■ **Aufgaben und Übungen**:
(1) Ab wann war Theresienstadt laut dem Textauszug über Theresienstadt Sammel- und Durchgangslager, Ghetto und KZ zugleich?
(2) Schreiben Sie den Textauszug über Theresienstadt im Anschluss an seinen letzten Satz weiter.

■ **Textauszug**:
******************************
Im ehemaligen Konzentrationslager und Ghetto Theresienstadt wird eine neue Dauerausstellung eröffnet. Darin geht es um die Ankunft der jüdischen Häftlinge in dem Lager und um ihre spätere Deportation von dort nach Auschwitz und in andere Vernichtungslager.

Von Peter Lange | 28.01.2020
Überreste der "Anschlussbahn" in der Gedenkstätte Theresienstadt.
Überreste der "Anschlussbahn" in der Gedenkstätte Theresienstadt. (Peter Lange/Deutschlandradio)
Es ist ein trüber, grauer Januartag. Mit dem Wissen um das, was hier in Theresienstadt geschah, wirkt die Stadt gleich noch einmal etwas deprimierender. Etwa 3.000 Menschen leben im heutigen Terezin. Zur Zeit der deutschen Besatzung waren hier zeitweilig mehr als 50.000 jüdische Häftlinge gleichzeitig eingepfercht, Männer, Frauen und Kinder aus dem sogenannten Protektorat Böhmen und Mähren, aber auch aus anderen europäischen Ländern. Theresienstadt war ab November 1941 Sammel- und Durchgangslager, Ghetto und KZ zugleich, und für viele der Beginn einer Reise ohne Wiederkehr:
"Also kann man sagen, dass das hier der Ausgangspunkt war von hier in die Vernichtungslager."
******************************
■ **Listenauszüge**:
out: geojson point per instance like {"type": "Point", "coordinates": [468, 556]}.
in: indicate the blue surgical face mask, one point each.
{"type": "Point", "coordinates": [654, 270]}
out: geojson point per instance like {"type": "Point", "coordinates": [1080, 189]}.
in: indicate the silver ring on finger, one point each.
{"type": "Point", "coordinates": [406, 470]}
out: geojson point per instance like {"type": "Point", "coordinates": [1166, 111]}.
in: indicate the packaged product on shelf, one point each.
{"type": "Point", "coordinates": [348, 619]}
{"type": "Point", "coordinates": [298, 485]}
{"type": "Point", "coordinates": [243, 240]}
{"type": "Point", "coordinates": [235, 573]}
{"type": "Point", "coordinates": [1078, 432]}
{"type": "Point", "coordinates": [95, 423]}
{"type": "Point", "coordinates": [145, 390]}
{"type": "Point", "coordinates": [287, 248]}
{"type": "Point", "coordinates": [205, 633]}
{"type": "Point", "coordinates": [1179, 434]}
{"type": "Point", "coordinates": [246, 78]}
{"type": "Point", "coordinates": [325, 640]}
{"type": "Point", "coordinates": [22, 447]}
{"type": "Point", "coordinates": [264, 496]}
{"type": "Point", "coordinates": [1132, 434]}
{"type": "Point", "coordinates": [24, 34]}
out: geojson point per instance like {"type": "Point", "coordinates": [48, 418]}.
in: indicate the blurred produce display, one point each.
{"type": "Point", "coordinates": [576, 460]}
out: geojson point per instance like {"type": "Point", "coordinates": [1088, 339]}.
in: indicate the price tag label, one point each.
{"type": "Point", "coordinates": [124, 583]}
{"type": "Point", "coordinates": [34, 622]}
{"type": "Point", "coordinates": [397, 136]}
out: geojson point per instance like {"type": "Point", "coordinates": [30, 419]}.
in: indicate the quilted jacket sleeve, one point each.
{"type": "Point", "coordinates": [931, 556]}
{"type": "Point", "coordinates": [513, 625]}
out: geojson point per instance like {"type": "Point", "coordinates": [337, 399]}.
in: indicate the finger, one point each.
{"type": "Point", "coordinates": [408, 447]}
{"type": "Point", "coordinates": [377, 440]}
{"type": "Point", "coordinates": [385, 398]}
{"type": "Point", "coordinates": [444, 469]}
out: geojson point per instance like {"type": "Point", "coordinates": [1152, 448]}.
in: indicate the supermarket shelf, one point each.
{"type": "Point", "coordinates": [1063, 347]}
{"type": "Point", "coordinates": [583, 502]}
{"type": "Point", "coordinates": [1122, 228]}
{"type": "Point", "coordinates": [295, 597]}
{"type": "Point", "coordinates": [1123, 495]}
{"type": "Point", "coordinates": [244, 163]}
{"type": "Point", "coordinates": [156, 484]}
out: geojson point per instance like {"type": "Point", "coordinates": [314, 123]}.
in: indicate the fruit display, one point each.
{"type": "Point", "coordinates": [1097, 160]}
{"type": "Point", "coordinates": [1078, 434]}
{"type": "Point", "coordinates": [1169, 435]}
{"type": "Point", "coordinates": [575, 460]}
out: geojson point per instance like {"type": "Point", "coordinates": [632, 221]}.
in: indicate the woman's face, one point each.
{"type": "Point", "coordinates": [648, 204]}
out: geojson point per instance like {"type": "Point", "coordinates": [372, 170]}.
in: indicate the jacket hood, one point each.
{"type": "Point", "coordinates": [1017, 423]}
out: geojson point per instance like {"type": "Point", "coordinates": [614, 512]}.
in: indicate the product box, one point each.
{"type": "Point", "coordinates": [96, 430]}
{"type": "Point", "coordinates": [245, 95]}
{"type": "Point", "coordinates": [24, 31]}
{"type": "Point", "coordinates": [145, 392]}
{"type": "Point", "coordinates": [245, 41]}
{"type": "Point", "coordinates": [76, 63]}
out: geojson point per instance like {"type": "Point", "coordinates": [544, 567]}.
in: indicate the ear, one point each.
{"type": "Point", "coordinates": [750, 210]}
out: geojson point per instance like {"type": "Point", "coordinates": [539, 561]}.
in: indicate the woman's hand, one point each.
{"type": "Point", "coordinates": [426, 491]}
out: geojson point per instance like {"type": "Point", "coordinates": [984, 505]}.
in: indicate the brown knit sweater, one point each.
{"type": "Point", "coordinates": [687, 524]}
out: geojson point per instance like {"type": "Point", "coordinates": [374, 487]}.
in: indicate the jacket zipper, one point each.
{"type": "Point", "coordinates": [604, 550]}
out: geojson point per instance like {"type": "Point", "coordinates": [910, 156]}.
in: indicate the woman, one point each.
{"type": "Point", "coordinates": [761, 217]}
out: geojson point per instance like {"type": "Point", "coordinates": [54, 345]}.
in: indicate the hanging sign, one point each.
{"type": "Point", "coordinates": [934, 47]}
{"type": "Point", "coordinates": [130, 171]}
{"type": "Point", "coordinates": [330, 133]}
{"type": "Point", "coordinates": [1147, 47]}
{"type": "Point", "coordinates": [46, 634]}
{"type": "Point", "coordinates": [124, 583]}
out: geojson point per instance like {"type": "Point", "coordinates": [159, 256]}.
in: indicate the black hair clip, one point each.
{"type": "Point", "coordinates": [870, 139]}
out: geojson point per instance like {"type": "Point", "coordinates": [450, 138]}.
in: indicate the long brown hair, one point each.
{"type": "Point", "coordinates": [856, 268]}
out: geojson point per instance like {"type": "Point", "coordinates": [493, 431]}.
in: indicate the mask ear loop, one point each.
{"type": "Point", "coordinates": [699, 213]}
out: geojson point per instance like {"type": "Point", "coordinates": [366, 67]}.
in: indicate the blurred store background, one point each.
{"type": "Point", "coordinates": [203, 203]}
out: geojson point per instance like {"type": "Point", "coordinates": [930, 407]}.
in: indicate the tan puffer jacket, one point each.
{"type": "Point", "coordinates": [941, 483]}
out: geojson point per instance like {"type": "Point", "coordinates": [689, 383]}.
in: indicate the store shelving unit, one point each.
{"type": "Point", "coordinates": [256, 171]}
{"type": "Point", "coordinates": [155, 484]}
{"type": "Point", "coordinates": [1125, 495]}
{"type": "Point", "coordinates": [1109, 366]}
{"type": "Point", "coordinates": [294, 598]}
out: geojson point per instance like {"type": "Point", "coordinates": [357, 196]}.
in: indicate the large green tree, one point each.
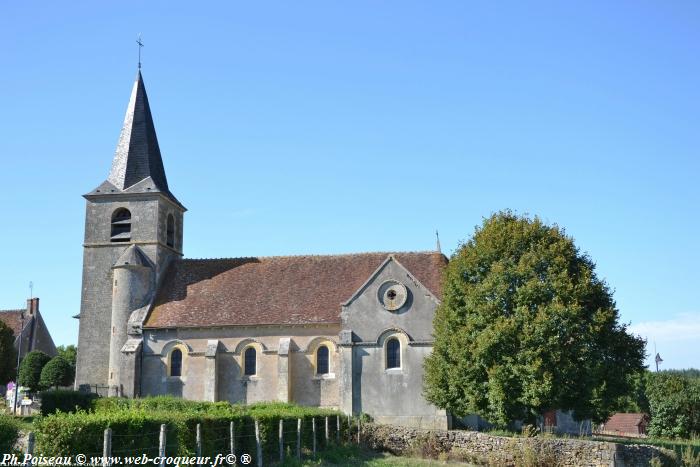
{"type": "Point", "coordinates": [674, 401]}
{"type": "Point", "coordinates": [526, 326]}
{"type": "Point", "coordinates": [69, 352]}
{"type": "Point", "coordinates": [30, 369]}
{"type": "Point", "coordinates": [57, 372]}
{"type": "Point", "coordinates": [8, 355]}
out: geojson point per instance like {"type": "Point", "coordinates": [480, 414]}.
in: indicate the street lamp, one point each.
{"type": "Point", "coordinates": [19, 355]}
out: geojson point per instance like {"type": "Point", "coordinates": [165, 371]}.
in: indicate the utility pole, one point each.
{"type": "Point", "coordinates": [19, 357]}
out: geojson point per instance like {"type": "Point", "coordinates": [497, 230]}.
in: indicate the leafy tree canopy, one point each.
{"type": "Point", "coordinates": [69, 352]}
{"type": "Point", "coordinates": [57, 372]}
{"type": "Point", "coordinates": [674, 401]}
{"type": "Point", "coordinates": [30, 369]}
{"type": "Point", "coordinates": [526, 326]}
{"type": "Point", "coordinates": [8, 355]}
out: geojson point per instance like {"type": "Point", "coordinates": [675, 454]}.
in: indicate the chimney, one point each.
{"type": "Point", "coordinates": [32, 306]}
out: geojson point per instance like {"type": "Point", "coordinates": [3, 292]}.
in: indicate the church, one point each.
{"type": "Point", "coordinates": [340, 331]}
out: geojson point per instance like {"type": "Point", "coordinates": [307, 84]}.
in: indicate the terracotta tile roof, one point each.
{"type": "Point", "coordinates": [626, 423]}
{"type": "Point", "coordinates": [274, 290]}
{"type": "Point", "coordinates": [12, 319]}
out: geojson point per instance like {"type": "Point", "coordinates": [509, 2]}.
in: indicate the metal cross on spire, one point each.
{"type": "Point", "coordinates": [140, 43]}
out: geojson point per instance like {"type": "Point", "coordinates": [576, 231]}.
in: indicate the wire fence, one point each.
{"type": "Point", "coordinates": [290, 438]}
******************************
■ **Ergebnisse der Aufgaben**:
(1) Ab November 1941.

(2)
Sagt Tomas Fedorovic, wissenschaftlicher Mitarbeiter der Gedenkstätte Theresienstadt und einer der beiden Autoren der neuen Dauerausstellung, die sich dem Komplex Transport und Deportation widmet. Sie ergänzt und vertieft die ständige Ausstellung im Ghetto-Museum. Der Ort ist dabei mit Bedacht gewählt: das vergleichsweise kleine Gebäude der historischen Stadtwaage.
"Wir befinden uns dort, wo damals auf beiden Seiten dieses Hauses die Gleise gelegt wurden. Die Güterzüge kamen vor die ehemalige Kavallerie-Kaserne. Und die Personenzüge mit den Häftlingen kamen vor die Hamburger Kaserne. Und die Stadtwaage, das Haus hier, stand inmitten von diesem Drama."
Durchgangslager zur Vernichtung
Ein paar Meter der Gleise sind noch zu sehen von der sogenannten Anschlussbahn, die bis Juni 1943 gebaut wurde. Bis sie fertig war, mussten die Menschen das letzte Stück der Strecke von und zum nahegelegenen Bahnhof Bohousovice zu Fuß gehen. In der Stadtwaage mit etwa 20 Quadratmetern Grundfläche ist nun auf etwa 15 Tafeln dargestellt, wie die Transporte und Deportationen organisiert waren.
"Die Grundidee ist eigentlich eine chronologische. Wir zeigen die Transport-Wellen. Wir fangen an mit der Deportation nach Theresienstadt; ein kurzer Überblick. Und danach widmen wir uns vor allem der Deportation aus Theresienstadt."
141.000 Menschen wurden zwischen November 1941 und Mai 1945 durch die einstige Festungsstadt der Habsburger durchgeschleust. 88.000 von ihnen wurden in die Vernichtungslager im Osten deportiert.
"Wir haben vor, dass der Besucher wahrnimmt, dass ungefähr eine Hälfte der Häftlinge nicht nach Auschwitz/Birkenau deportiert wurde, sondern auch in die weniger bekannten Vernichtungslager und Ghettos."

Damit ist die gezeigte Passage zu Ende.